● **Exercise aim**
Transcribe the following review of Yancey's book on prayer word for word, in full.

● **Extracted text**
- Opening Delimiter -

Reading Yancey’s book became like a therapy session between God and myself with Yancey as a mediator. Through his words I was able to express my own grievances as well as hear God’s side of the story in a fresh way. We were on speaking terms again and more than gaining perspective I was re-gaining access to a relationship. Halfway through there emerged a real sense that the act of reading the book itself was an intimate time of prayer. We were talking again.
As I mentioned, Yancey offers little in terms of satisfactory answers to the problems that prayer poses, but prayer has never been very well suited for finding answers – Just ask Job. Relationship has to be the ultimate goal of prayer. We need to fall in love and sense that we are loved, too. We need help in engaging the mystery of this love. And any attempt on Yancey’s part to diminish the tension and mystery inherent in prayer would render his book impotent and less than true.
In the end, Yancey helps us ask the hard questions about prayer, but also confronts us with the hardest kind of answers – messy, ambiguous, and the kind that dare us to hope and to engage our heart, mind, and even soul. Whether or not you are struggling with prayer, I highly recommend this as a thoughtful book full of heart and integrity. My prayer is that, like me, you will find peace, perspective, and an opportunity to engage the God of the universe in an intimate conversation about your own deepest hopes and fears.

- Closing Delimiter -

(Extracted data entries)
- Opening Delimiter -

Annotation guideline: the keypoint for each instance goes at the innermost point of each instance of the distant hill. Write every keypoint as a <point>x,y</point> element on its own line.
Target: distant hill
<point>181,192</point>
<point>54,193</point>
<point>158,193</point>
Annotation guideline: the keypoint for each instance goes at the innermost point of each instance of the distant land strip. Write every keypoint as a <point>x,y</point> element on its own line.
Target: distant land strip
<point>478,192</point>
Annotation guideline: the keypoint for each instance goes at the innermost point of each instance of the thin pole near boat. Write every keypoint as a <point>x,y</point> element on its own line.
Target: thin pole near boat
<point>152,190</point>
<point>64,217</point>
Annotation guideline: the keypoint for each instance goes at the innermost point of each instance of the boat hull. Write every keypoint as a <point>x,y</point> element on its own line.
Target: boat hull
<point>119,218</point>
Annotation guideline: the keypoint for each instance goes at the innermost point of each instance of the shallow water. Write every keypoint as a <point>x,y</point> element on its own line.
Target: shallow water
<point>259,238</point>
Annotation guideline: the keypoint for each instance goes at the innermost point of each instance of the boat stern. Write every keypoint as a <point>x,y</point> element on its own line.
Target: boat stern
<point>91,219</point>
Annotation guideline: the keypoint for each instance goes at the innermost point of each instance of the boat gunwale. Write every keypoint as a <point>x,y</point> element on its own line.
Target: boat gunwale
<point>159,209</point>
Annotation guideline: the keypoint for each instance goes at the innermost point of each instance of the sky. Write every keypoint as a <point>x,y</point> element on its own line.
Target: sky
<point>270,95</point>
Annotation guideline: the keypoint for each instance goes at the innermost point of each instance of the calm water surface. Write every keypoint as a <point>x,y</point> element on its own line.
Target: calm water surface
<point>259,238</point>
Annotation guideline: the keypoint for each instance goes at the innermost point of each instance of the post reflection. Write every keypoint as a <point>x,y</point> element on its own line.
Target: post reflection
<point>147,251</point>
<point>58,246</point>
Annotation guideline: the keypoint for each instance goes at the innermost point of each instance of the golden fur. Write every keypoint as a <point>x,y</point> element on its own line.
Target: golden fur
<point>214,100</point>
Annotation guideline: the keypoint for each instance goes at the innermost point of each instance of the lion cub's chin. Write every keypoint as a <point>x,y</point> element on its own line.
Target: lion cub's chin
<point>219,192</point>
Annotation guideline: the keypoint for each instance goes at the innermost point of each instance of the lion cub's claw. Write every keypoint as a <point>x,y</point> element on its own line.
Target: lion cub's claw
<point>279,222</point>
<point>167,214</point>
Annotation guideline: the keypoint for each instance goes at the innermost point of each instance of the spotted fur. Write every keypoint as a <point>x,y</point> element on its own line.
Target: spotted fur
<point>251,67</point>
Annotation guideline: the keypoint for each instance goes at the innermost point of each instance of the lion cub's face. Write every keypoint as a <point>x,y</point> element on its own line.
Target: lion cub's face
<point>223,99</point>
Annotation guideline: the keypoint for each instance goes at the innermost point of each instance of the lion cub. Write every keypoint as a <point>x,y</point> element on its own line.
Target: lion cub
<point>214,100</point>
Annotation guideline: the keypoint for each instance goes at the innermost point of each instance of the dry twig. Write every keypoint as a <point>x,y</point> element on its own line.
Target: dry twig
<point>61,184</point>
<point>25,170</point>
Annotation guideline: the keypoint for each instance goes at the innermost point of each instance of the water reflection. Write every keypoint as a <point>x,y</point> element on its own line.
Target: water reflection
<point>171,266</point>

- Closing Delimiter -

● **Completed task**
Reading Yancey’s book became like a therapy session between God and myself with Yancey as a mediator. Through his words I was able to express my own grievances as well as hear God’s side of the story in a fresh way. We were on speaking terms again and more than gaining perspective I was re-gaining access to a relationship. Halfway through there emerged a real sense that the act of reading the book itself was an intimate time of prayer. We were talking again.
As I mentioned, Yancey offers little in terms of satisfactory answers to the problems that prayer poses, but prayer has never been very well suited for finding answers – Just ask Job. Relationship has to be the ultimate goal of prayer. We need to fall in love and sense that we are loved, too. We need help in engaging the mystery of this love. And any attempt on Yancey’s part to diminish the tension and mystery inherent in prayer would render his book impotent and less than true.
In the end, Yancey helps us ask the hard questions about prayer, but also confronts us with the hardest kind of answers – messy, ambiguous, and the kind that dare us to hope and to engage our heart, mind, and even soul. Whether or not you are struggling with prayer, I highly recommend this as a thoughtful book full of heart and integrity. My prayer is that, like me, you will find peace, perspective, and an opportunity to engage the God of the universe in an intimate conversation about your own deepest hopes and fears.